§ Текст:
---------------
Биография заражает собой и другие картины, а вернее, корректирует наше первое прочтение. Например, я всегда воображал, будто портреты старой матери художника в платье, украшенном узором "турецкий огурец", — картины нежные и трогательные, наподобие портретов собственных стариков-родителей у Хокни. Но биография вносит свои коррективы. На самом деле Фрейда с ранних лет злило внимание матери (она делала просто ужасные вещи — например, приносила ему еду, когда он бедствовал), и всю жизнь он старался держать ее на расстоянии. Когда умер его отец, мать попыталась отравиться таблетками; ее откачали, но здоровья было уже не вернуть, и она превратилась в бледную тень самой себя. И только тогда — когда, можно сказать, жизнь грубо прошлась по ней — он стал изображать ее на своих картинах. Как он сам говорил, она стала "хорошей моделью", потому что перестала замечать его. Его двоюродная сестра Карола Зентнер говорила, что это "отвратительно и ненормально — писать портреты того, кто уже утратил свою личность… потому что, в сущности, она была жива физически, но ее сознание не жило". Но не все ли равно? Художники немилосердны, они берут те темы, которые им попадаются, и так далее. Думаю, что в этом случае разница есть, потому что эти картины выглядят портретами дорогой старушки-мамы, написанными любящей рукой, и тем самым выражают то, что Фрейд презирал, — притворное чувство.
Люсьен Фрейд. Два японских борца у раковины. 1983–1987. Чикагский институт искусств. © The Lucian Freud Archive. Фото: Bridgeman Images.
---------------
Записи данных:

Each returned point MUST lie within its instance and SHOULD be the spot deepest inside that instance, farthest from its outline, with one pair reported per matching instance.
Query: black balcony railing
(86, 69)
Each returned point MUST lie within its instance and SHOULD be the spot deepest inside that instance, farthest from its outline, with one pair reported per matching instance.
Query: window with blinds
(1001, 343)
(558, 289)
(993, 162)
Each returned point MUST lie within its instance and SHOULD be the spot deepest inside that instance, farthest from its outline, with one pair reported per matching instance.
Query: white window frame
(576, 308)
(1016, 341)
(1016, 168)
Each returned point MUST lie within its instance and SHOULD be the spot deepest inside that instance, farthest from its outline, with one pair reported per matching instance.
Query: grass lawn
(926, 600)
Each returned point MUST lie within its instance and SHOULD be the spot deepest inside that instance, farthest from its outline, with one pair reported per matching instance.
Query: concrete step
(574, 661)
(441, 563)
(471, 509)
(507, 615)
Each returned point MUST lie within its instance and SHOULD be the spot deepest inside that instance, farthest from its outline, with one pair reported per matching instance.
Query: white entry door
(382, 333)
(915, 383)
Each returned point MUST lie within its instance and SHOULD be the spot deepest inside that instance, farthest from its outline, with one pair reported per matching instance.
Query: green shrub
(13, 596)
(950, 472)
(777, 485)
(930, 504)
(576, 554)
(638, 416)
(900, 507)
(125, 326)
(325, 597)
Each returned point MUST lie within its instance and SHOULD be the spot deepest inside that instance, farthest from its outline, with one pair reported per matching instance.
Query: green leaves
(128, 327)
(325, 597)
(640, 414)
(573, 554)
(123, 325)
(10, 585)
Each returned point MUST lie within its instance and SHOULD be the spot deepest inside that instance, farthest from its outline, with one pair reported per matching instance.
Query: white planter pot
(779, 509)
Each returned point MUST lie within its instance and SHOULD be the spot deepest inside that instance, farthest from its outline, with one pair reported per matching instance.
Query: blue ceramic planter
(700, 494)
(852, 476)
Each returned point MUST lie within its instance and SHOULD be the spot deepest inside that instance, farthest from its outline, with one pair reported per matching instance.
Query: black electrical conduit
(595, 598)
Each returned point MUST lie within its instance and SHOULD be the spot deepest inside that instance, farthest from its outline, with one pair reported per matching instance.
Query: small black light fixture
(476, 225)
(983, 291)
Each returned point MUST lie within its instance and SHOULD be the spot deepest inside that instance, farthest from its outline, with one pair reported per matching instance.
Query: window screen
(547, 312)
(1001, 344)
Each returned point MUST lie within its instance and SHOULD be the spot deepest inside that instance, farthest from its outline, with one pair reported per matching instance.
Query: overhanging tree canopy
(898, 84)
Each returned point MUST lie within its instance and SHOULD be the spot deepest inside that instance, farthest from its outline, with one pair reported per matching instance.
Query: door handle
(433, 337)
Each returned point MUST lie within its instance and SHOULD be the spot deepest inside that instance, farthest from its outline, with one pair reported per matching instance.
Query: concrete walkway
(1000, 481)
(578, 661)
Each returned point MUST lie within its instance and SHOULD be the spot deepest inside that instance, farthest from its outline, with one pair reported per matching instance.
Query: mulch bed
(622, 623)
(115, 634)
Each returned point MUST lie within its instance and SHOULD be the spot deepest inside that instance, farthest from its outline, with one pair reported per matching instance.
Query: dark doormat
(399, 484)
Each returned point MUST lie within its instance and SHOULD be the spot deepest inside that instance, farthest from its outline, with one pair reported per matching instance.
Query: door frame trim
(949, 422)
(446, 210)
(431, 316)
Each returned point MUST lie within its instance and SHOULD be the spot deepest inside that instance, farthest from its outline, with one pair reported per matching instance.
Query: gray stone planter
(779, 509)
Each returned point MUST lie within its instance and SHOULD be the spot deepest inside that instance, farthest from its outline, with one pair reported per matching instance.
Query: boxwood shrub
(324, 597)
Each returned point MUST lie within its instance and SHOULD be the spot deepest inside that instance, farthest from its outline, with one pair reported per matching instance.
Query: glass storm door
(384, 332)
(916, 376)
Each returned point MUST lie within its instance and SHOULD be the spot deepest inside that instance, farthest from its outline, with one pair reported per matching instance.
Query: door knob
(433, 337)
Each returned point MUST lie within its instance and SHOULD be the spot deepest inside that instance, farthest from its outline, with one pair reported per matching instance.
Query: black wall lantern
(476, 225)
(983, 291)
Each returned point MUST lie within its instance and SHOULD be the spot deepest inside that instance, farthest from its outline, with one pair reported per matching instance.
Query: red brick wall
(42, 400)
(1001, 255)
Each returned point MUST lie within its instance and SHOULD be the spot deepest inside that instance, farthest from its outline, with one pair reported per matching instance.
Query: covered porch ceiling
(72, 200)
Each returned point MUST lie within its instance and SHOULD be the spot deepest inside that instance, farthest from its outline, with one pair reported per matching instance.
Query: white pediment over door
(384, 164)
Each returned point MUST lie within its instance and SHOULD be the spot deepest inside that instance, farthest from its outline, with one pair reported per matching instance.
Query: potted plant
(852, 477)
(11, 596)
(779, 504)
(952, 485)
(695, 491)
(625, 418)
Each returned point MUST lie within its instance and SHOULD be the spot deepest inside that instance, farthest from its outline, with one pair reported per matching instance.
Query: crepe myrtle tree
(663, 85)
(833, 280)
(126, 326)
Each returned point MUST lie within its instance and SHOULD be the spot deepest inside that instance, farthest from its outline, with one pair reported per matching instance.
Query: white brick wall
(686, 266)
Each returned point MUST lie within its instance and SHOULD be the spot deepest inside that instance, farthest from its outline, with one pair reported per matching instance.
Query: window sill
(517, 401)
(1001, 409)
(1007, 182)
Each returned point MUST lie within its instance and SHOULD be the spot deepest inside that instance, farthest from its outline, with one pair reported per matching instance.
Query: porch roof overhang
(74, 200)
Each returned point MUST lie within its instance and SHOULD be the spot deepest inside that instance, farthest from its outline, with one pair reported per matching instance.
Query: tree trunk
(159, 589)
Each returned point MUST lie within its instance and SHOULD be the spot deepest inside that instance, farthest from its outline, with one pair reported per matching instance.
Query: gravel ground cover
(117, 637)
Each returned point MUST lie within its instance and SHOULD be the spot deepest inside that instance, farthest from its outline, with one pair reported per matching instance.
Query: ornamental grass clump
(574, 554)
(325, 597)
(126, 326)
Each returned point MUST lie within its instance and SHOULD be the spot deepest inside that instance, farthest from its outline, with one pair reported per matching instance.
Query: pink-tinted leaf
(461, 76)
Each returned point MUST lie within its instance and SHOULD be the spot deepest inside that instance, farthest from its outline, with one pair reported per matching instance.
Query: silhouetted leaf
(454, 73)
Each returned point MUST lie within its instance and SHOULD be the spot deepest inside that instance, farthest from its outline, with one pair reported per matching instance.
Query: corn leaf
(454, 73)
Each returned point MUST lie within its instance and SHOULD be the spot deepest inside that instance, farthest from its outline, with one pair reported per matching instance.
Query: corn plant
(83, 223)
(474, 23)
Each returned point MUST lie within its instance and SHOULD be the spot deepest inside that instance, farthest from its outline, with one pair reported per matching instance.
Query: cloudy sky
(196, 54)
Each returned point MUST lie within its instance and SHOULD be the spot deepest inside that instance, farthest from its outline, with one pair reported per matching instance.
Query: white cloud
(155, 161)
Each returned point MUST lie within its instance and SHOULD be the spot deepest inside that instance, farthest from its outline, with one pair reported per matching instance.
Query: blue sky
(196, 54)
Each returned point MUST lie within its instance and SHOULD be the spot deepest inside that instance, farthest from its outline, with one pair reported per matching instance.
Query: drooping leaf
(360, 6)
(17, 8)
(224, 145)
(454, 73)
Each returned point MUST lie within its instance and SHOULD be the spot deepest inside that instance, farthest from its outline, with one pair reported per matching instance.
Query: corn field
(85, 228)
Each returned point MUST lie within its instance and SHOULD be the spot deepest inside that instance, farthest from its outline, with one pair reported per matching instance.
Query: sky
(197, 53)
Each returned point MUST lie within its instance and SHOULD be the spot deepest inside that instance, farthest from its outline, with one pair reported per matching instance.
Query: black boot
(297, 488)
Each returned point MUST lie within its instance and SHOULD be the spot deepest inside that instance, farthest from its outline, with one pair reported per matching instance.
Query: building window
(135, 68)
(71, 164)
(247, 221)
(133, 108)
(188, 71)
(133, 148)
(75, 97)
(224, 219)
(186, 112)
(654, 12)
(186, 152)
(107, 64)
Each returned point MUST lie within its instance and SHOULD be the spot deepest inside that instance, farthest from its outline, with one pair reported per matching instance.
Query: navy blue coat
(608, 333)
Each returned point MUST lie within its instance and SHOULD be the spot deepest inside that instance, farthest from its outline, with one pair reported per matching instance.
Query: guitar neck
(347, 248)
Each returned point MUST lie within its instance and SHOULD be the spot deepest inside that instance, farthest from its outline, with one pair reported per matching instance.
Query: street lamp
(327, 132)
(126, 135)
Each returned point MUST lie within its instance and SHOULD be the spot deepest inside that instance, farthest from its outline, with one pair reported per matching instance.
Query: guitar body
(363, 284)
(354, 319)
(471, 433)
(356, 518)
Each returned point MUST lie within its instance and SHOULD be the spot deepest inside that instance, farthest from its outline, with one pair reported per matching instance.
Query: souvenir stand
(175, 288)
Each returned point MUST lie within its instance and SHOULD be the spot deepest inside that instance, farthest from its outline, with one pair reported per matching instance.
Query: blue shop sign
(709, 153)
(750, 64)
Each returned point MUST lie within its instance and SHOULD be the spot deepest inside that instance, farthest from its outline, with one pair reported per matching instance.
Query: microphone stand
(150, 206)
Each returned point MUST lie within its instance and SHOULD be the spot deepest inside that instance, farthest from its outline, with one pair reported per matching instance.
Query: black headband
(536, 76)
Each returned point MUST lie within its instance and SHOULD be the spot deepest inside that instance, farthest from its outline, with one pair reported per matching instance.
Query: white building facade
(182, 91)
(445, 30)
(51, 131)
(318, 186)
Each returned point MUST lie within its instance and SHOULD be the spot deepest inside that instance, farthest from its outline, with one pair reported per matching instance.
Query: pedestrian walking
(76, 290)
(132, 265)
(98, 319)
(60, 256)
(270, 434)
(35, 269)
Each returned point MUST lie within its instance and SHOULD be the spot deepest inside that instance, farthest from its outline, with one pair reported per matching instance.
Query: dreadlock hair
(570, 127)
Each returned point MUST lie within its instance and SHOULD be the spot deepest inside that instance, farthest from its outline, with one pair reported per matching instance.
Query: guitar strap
---------------
§ Что сделать: Почему, как сказано в тексте о портретах матери Фрейда, она, по его собственным словам, стала «хорошей моделью»?

§ Правильный ответ: Потому что она перестала замечать его.